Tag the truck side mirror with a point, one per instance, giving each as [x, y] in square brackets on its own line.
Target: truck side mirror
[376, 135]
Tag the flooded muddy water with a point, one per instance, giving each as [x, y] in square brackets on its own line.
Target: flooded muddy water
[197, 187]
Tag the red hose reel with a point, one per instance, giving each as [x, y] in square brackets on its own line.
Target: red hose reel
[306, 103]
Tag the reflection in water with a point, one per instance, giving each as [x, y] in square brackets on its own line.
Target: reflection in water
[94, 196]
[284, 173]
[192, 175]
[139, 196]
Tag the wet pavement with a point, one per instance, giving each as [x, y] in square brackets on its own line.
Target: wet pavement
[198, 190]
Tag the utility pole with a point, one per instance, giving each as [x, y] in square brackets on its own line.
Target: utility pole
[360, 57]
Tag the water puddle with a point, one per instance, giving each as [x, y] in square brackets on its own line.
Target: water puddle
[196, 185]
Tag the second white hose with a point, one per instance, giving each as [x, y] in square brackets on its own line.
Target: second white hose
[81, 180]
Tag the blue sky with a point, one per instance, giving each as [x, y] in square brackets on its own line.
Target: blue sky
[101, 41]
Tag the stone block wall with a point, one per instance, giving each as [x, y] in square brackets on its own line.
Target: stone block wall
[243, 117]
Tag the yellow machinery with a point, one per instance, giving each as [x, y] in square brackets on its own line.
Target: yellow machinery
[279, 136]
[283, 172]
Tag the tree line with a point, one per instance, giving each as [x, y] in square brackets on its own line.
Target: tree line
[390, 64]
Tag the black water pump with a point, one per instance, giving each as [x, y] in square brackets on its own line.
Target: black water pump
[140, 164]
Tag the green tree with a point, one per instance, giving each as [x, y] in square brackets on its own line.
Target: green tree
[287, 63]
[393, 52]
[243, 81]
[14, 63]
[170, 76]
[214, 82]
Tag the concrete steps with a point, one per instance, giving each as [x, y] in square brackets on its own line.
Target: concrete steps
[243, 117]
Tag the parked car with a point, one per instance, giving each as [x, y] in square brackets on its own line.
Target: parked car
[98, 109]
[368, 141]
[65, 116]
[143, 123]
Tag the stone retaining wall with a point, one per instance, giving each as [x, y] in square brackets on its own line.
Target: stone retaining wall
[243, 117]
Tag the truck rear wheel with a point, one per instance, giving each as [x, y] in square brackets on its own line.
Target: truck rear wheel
——
◆ **PROBLEM REQUIREMENTS**: From the records above, extract everything verbatim.

◆ **PROBLEM SOLUTION**:
Tag the truck side mirror with a point, one per instance, giving each as [x, y] in square brackets on its own line.
Target: truck side mirror
[376, 135]
Tag the flooded muddy water with a point, one per instance, giving each as [x, y] in square brackets on its own line.
Target: flooded muddy water
[197, 187]
Tag the red hose reel with a point, one per instance, giving each as [x, y] in square brackets on its own line.
Target: red hose reel
[306, 103]
Tag the reflection in water with a point, one per instance, giving each as [x, y] in square brackets on its own line.
Target: reflection in water
[94, 196]
[284, 173]
[192, 175]
[139, 196]
Tag the wet pavement with a point, one per instance, giving each as [x, y] in square brackets on its own line.
Target: wet pavement
[198, 190]
Tag the utility pole with a point, one per instance, giving each as [x, y] in square brackets on its own line.
Target: utility pole
[360, 57]
Tag the water puddle with a point, one per instance, giving each as [x, y] in square brackets on its own line.
Target: water puddle
[196, 185]
Tag the second white hose with a point, one per instance, giving each as [x, y] in square brackets on its own line.
Target: second white hose
[81, 180]
Tag the blue sky with a point, one per instance, giving each as [x, y] in square brackets on its own line.
Target: blue sky
[101, 41]
Tag the stone block wall with a point, one per instance, giving each as [x, y] in square brackets on its own line.
Target: stone block wall
[243, 117]
Tag the yellow machinery with a point, one per instance, giving each as [x, y] in square brackets on its own line.
Target: yellow machinery
[279, 136]
[283, 172]
Tag the tree line with a point, one per instance, giving each as [x, y] in square brackets on its own line.
Target: tree line
[390, 64]
Tag the black water pump with a point, one per instance, giving each as [x, y] in square brackets on its own line.
Target: black water pump
[140, 164]
Tag the green tree with a point, one per instance, giving each as [x, y] in square brackets on its own line.
Target: green tree
[287, 63]
[393, 52]
[243, 81]
[14, 63]
[170, 76]
[214, 82]
Tag the concrete steps with a point, one per instance, giving each as [x, y] in square brackets on its own line.
Target: concrete steps
[243, 117]
Tag the parked car with a point, one per instance, giving each as [x, y] in square brackets on its own line.
Target: parked car
[98, 109]
[368, 141]
[65, 116]
[143, 123]
Tag the stone retaining wall with a point, one per instance, giving each as [x, y] in square brackets on its own line.
Target: stone retaining wall
[243, 117]
Tag the truck rear wheel with a point, one per instance, giving each as [x, y] in square brackets on its own line.
Target: truck rear wheel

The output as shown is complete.